Dataset =
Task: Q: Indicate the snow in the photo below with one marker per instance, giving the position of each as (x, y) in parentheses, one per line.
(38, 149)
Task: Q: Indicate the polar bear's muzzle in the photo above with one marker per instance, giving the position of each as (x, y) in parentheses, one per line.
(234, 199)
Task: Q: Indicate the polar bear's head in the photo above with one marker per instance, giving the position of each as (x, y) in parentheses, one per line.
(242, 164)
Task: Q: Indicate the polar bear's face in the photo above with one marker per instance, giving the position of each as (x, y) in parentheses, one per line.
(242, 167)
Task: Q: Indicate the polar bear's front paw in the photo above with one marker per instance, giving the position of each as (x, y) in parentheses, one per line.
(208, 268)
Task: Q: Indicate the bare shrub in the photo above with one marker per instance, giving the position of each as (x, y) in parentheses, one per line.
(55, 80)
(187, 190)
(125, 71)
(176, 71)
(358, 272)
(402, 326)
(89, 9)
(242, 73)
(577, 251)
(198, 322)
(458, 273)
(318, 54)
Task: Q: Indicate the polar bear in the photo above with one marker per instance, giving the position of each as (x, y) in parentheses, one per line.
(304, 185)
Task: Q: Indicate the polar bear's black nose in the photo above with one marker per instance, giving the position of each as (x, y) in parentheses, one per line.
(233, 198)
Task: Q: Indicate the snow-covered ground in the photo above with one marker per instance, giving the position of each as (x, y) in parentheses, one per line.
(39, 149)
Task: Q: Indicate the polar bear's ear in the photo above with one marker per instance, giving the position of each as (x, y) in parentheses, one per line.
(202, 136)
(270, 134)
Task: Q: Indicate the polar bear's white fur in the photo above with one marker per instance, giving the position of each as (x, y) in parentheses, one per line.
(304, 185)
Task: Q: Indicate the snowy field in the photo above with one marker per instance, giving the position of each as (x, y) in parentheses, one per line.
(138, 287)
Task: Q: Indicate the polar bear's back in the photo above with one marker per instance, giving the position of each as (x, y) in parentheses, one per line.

Task statement = Your answer must be every record above, repeated exactly.

Reply to the task =
Task: Q: Indicate the snow in the photo below with one marker per instance, giving the position of each as (x, y) in parentheses, one per line.
(38, 149)
Task: Q: Indicate the polar bear's muzzle in the photo above with one marker per instance, giving the position of each as (x, y) in parentheses, one per line.
(234, 199)
Task: Q: Indicate the polar bear's head in the photo above with one marker per instance, giving the position of each as (x, y) in parentheses, one per line.
(242, 164)
Task: Q: Indicate the polar bear's face in the photo above with one marker per instance, giving the position of each as (x, y) in parentheses, one per line.
(242, 167)
Task: Q: Indicate the polar bear's front paw in the photo above with one marker per instance, giving the position of each as (x, y) in parentheses, one per line.
(208, 268)
Task: Q: Indicate the bare shrub in the photo above with one marker per instance, giving the position of each as (x, y) in parentheses, one per line.
(55, 80)
(187, 190)
(125, 71)
(176, 71)
(358, 272)
(402, 326)
(89, 9)
(242, 73)
(577, 251)
(198, 322)
(458, 273)
(318, 54)
Task: Q: Indicate the polar bear in the photo above with one marker per instance, giving the position of each as (x, y) in parentheses, one per line.
(304, 185)
Task: Q: Indicate the polar bear's black nose in the photo above with one marker per instance, giving the position of each as (x, y) in parentheses, one per line.
(233, 198)
Task: Q: Indicate the snow-covered ground in the photo above with one marker per instance, giving the position of each as (x, y) in parentheses, one per line.
(39, 149)
Task: Q: Indicate the polar bear's ear in the photo above with one marker per instance, giving the position of each as (x, y) in parentheses, one per line.
(202, 136)
(270, 134)
Task: Q: Indicate the polar bear's white fur in the photo above with one marker per instance, giving the position of each as (x, y) in parentheses, one per line.
(304, 185)
Task: Q: Indicate the snowy field in the photo above with one marker per instance, giving the position of each as (x, y) in parentheses, one per line.
(138, 287)
Task: Q: Indicate the polar bear's back in the photo above with one marker per instance, giving the position of each as (x, y) in parentheses, one per line.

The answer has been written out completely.